PROBLEM DETAILS: Go over the entries and report the lines where the word "flower" occurs.

Excerpts from a dataset

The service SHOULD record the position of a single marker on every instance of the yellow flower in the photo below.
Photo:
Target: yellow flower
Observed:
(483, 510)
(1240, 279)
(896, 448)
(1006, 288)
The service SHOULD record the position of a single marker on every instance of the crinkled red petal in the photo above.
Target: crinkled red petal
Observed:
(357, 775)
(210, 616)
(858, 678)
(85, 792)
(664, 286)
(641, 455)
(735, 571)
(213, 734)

SOLUTION:
The service SHOULD record the position of a single marker on every instance of the yellow flower in the photo below.
Target: yellow flower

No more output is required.